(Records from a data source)
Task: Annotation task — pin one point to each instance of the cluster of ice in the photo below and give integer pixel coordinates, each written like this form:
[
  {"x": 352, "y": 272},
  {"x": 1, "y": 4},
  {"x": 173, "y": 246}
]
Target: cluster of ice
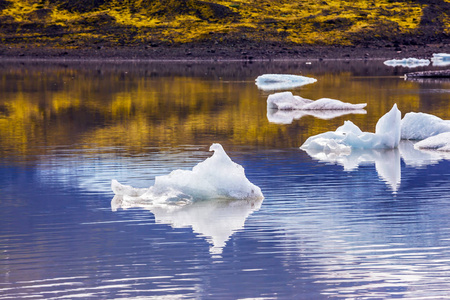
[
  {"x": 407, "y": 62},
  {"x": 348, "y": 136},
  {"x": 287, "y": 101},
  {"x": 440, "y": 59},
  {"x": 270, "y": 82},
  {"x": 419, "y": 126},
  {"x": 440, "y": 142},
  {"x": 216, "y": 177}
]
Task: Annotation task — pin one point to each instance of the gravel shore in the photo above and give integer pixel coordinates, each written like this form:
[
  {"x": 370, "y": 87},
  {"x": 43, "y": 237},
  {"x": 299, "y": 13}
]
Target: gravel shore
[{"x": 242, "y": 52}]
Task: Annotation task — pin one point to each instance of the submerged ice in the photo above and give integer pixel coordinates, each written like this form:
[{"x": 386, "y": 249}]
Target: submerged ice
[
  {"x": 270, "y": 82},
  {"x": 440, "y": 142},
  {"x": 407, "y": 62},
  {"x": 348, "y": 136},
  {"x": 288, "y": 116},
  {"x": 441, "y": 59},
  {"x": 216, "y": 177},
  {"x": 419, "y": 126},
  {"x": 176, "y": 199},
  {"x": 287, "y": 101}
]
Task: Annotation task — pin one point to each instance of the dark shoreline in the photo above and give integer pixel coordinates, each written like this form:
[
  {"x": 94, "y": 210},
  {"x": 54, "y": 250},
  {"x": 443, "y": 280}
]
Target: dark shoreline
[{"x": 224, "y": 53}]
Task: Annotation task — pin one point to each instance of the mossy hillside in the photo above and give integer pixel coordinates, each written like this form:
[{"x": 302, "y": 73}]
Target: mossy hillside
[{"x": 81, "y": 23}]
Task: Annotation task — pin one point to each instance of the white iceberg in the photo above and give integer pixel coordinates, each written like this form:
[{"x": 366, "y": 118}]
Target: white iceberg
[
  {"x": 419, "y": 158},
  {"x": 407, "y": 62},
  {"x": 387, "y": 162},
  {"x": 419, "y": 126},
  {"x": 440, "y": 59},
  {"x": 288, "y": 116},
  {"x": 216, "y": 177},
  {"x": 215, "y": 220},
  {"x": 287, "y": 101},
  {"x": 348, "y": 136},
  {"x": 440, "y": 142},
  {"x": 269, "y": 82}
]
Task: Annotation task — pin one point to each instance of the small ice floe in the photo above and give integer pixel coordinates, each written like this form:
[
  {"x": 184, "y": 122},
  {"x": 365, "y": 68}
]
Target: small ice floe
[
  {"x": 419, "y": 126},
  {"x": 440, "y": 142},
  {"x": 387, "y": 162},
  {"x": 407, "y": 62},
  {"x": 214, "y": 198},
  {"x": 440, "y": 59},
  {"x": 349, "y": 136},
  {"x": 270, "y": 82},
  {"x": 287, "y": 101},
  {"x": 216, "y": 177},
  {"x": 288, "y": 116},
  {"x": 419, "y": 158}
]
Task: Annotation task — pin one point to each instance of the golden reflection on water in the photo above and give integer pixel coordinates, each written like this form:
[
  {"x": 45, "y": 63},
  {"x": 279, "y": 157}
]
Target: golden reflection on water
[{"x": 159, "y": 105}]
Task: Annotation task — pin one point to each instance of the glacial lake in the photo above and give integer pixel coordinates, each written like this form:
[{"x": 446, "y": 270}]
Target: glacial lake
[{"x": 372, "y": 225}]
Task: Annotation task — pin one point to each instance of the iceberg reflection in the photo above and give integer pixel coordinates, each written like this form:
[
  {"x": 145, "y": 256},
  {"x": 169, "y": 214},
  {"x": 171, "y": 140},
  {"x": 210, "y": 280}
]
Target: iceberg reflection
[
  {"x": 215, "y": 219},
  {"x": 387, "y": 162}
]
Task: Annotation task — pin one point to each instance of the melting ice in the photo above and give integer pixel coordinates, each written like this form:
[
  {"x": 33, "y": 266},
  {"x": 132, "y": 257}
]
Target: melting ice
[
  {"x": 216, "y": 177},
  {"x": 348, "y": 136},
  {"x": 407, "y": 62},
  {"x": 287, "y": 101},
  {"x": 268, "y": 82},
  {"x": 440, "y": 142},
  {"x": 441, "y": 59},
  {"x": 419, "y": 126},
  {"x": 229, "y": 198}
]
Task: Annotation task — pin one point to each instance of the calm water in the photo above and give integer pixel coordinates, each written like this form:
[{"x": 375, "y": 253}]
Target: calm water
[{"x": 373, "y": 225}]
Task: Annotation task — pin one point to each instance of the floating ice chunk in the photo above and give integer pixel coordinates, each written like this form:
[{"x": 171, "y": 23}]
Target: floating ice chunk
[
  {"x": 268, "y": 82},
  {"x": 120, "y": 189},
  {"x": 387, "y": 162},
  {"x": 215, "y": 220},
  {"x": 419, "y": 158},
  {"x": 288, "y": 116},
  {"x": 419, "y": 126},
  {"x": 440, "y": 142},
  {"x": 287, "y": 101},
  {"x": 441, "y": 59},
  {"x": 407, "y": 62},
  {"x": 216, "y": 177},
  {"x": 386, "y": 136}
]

*Stated task*.
Rewrite all of the material above with every "integer pixel coordinates" changed to "whole-number pixel coordinates" and nothing else altered. Omit the pictures from your version.

*Exercise output*.
Task: Annotation task — pin one point to each instance of the cluster of ice in the photo below and give whole-number pixel coordinates, each written like this form:
[
  {"x": 352, "y": 272},
  {"x": 1, "y": 4},
  {"x": 173, "y": 246}
]
Target: cluster of ice
[
  {"x": 407, "y": 62},
  {"x": 348, "y": 136},
  {"x": 287, "y": 101},
  {"x": 440, "y": 59},
  {"x": 270, "y": 82},
  {"x": 419, "y": 126},
  {"x": 440, "y": 142},
  {"x": 216, "y": 177}
]
Task: Annotation task — pin one point to each instance of the gravel shore in the photo above and give whole-number pixel coordinates, each written like this form:
[
  {"x": 370, "y": 87},
  {"x": 43, "y": 237},
  {"x": 299, "y": 13}
]
Target: gravel shore
[{"x": 242, "y": 52}]
Task: Annotation task — pin one point to each instance of the submerged ice in the photo above and give whole-number pixel coordinates, each written like this form:
[{"x": 386, "y": 249}]
Target: submerged ice
[
  {"x": 270, "y": 82},
  {"x": 440, "y": 142},
  {"x": 407, "y": 62},
  {"x": 348, "y": 136},
  {"x": 288, "y": 116},
  {"x": 441, "y": 59},
  {"x": 216, "y": 177},
  {"x": 419, "y": 126},
  {"x": 176, "y": 199},
  {"x": 287, "y": 101}
]
Task: Annotation task — pin one point to each instance of the dark shoreline in the photo above and give whole-number pixel coordinates, each written like this form:
[
  {"x": 94, "y": 210},
  {"x": 54, "y": 250},
  {"x": 443, "y": 280}
]
Target: dark shoreline
[{"x": 224, "y": 53}]
Task: Annotation task — pin one point to each instance of the mossy hillside in the photo above and give whole-number pixel coordinates, each written like this form:
[{"x": 302, "y": 73}]
Target: mossy hillside
[{"x": 81, "y": 23}]
Task: Annotation task — pin one point to each instance of the white iceberg in the photo above and give whole-number pixel coordinates, each written like this form:
[{"x": 366, "y": 118}]
Target: white iceberg
[
  {"x": 419, "y": 158},
  {"x": 407, "y": 62},
  {"x": 387, "y": 162},
  {"x": 419, "y": 126},
  {"x": 440, "y": 59},
  {"x": 288, "y": 116},
  {"x": 216, "y": 177},
  {"x": 215, "y": 220},
  {"x": 287, "y": 101},
  {"x": 348, "y": 136},
  {"x": 440, "y": 142},
  {"x": 269, "y": 82}
]
Task: Annotation task — pin one point to each instance of the small ice floe in the photo above and give whole-number pixel coordinates, each written like this form:
[
  {"x": 184, "y": 122},
  {"x": 365, "y": 68}
]
Target: small ice floe
[
  {"x": 419, "y": 126},
  {"x": 440, "y": 142},
  {"x": 387, "y": 162},
  {"x": 407, "y": 62},
  {"x": 214, "y": 198},
  {"x": 440, "y": 59},
  {"x": 349, "y": 136},
  {"x": 270, "y": 82},
  {"x": 287, "y": 101},
  {"x": 216, "y": 177},
  {"x": 288, "y": 116},
  {"x": 419, "y": 158}
]
Task: Annotation task — pin one point to each instance of the golden reflection on water in the photo above and give whole-number pixel coordinates, each written like this form:
[
  {"x": 45, "y": 63},
  {"x": 279, "y": 157}
]
Target: golden reflection on water
[{"x": 159, "y": 105}]
Task: Annotation task — pin one point to each instance of the glacial lake in the photo above and give whole-number pixel coordinates, each written like this form:
[{"x": 446, "y": 270}]
Target: glacial lake
[{"x": 372, "y": 225}]
Task: Annotation task — pin one point to each instance of the iceberg reflection in the photo above and give whole-number pixel coordinates, each written like this form:
[
  {"x": 145, "y": 256},
  {"x": 169, "y": 214},
  {"x": 171, "y": 140},
  {"x": 210, "y": 280}
]
Target: iceberg reflection
[
  {"x": 215, "y": 219},
  {"x": 387, "y": 162}
]
Task: Annotation task — pin one point to each instance of the melting ice in the photo above and give whole-number pixel coordinates, each written like this form:
[
  {"x": 33, "y": 266},
  {"x": 132, "y": 257}
]
Target: melting ice
[
  {"x": 216, "y": 177},
  {"x": 348, "y": 136},
  {"x": 407, "y": 62},
  {"x": 287, "y": 101},
  {"x": 268, "y": 82},
  {"x": 440, "y": 142},
  {"x": 441, "y": 59},
  {"x": 419, "y": 126},
  {"x": 229, "y": 198}
]
Task: Annotation task — pin one point to each instance of the calm water in the photo above and give whole-number pixel coordinates, each written like this form:
[{"x": 375, "y": 253}]
Target: calm water
[{"x": 373, "y": 225}]
Task: Annotation task — pin one point to each instance of the floating ice chunk in the photo above and give whole-number pixel coordinates, each written like this form:
[{"x": 171, "y": 23}]
Target: floating ice chunk
[
  {"x": 268, "y": 82},
  {"x": 120, "y": 189},
  {"x": 387, "y": 162},
  {"x": 215, "y": 220},
  {"x": 419, "y": 158},
  {"x": 288, "y": 116},
  {"x": 419, "y": 126},
  {"x": 440, "y": 142},
  {"x": 287, "y": 101},
  {"x": 441, "y": 59},
  {"x": 407, "y": 62},
  {"x": 216, "y": 177},
  {"x": 386, "y": 136}
]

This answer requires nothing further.